[Top][All Lists]
[Date Prev][Date Next][Thread Prev][Thread Next][Date Index][Thread Index]
[Groff] Re: non-ASCII chars and grohtml
From: |
Gaius Mulley |
Subject: |
[Groff] Re: non-ASCII chars and grohtml |
Date: |
24 Nov 2004 12:06:41 +0000 |
User-agent: |
Gnus/5.09 (Gnus v5.9.0) Emacs/21.2 |
Werner LEMBERG <address@hidden> writes:
> Gaius,
>
>
> if I say
>
> \X'html:ü'
>
> I get
>
> x X html:ü
>
> in the intermediate troff output file. With other words, the \X
> escape passes `ü' unmodified. This is a problem, since grohtml
> expects ASCII input only. We have no possibility in GNU troff to
> convert `ü' to `\[:u]' in the `mouth' (to use TeX's terminology), so I
> suggest that you add a warning to grohtml, something like this:
>
> Charset `US-ASCII' doesn't contain character code 0xFC (`ü')
ok
> Additionally, we need a new tag `html:charset' which sets the
> `charset' attribute in the <meta> command. Then a string
> `.input-encoding' (the leading dot shall indicate that this string is
> meant as read-only) should be added to the latinX.tmac files which can
> be used in www.tmac to set the tag automatically:
>
> .tag "html:charset \*[.input-encoding]
>
> The whole issue is a bit tricky; for example, I suggest to allow at
> most one call to `.tag html:charset...' for simplicity. Another
> problem is how to determine the valid character ranges -- shall this
> be built into grohtml? Or shall my proposed html:charset tag look
> like this:
>
> html:charset <name> <start1> <end1> <start2> <end2> ...
>
> so that grohtml can be dumb, and the latinX.tmac define the proper
> ranges via \*[.input-encoding]?
this is certainly a good idea. Grohtml would still have to check the
ranges of legal characters though, but this is easy - just not quite
as easy as testing for ch < 0x80 :-)
> Of course, the simplest solution is to disallow characters >= 0x80
> completely in the `html:...' tag, but a user may wonder why she can
> use `ü' everywhere in the document except in .URL and friends (and
> switching to UTF8 in the future needs additional changes).
yes I think your html:charset method outlined above is the way to
go..
Gaius

____

Prompt 1: Count the lines in the records that contain the string "snow", treating upper and lower case as different, and give only the number.

____

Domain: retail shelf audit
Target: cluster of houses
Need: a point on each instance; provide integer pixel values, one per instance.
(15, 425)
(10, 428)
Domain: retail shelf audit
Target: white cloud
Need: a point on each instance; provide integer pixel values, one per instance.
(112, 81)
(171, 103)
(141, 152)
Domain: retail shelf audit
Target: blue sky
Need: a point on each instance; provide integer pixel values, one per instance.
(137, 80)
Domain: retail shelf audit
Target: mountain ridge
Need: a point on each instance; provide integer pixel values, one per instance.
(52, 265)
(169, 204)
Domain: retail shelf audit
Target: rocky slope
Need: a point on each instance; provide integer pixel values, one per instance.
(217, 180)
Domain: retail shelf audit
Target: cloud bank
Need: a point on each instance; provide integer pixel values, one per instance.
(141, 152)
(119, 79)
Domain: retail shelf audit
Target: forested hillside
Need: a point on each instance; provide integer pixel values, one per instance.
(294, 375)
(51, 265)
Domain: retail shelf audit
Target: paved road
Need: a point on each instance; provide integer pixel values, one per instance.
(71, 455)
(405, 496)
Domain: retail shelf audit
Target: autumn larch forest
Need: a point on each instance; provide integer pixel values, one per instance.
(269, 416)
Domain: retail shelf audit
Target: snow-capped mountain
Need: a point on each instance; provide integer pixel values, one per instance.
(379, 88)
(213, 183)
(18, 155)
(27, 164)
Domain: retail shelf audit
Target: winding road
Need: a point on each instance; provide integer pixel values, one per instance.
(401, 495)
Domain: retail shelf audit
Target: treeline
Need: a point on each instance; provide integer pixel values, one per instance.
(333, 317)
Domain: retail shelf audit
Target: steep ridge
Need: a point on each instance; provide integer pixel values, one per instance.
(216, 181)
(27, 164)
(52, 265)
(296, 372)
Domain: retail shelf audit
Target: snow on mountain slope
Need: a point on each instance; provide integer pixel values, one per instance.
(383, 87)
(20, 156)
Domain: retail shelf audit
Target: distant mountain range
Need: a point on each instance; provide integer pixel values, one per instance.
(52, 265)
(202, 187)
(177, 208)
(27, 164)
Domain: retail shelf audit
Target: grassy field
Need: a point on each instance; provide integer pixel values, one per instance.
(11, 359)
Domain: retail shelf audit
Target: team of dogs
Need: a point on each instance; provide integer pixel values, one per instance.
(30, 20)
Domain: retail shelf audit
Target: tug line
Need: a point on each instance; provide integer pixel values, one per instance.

____

Prompt 2: List the names of the header fields shown at the top of the groff mailing-list post.

Full output 1: 2

Full output 2: From, Subject, Date, User-agent